═════ Data shown

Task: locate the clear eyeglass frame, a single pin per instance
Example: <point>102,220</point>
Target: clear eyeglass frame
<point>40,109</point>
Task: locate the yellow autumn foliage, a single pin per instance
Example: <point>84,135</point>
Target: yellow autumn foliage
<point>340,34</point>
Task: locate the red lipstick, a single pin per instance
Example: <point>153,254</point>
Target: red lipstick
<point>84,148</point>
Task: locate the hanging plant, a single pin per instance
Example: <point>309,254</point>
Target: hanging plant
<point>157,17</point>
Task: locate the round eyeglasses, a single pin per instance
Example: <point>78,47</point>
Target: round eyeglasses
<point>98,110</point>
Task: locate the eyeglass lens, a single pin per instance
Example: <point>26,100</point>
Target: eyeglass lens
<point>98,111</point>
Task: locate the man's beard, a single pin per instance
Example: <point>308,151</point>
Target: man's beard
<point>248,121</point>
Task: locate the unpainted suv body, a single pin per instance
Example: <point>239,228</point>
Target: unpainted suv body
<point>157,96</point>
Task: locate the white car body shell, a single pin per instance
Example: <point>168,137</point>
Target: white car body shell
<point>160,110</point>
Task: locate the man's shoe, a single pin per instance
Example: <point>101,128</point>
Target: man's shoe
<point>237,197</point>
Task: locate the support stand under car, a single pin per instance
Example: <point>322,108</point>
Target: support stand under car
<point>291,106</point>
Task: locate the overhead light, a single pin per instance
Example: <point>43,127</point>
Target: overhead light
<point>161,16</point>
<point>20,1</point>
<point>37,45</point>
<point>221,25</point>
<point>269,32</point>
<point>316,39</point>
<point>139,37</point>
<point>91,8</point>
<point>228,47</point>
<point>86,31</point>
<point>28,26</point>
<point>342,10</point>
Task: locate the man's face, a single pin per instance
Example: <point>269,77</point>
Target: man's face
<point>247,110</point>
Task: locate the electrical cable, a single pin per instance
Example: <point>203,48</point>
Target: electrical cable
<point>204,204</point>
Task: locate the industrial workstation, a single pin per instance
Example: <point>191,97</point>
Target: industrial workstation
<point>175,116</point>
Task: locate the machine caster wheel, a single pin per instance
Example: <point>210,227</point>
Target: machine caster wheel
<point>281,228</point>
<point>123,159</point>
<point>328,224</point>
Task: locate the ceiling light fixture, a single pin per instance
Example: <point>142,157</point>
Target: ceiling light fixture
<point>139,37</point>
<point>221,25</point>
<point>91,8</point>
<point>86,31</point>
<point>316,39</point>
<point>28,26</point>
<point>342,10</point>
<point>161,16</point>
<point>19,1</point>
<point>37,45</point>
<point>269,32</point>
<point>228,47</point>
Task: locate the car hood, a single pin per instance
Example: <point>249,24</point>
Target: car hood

══════════

### What you will do
Please show all lines from the entries that contain the word "hood".

### Solution for this problem
Task: locate the car hood, a single pin per instance
Target: car hood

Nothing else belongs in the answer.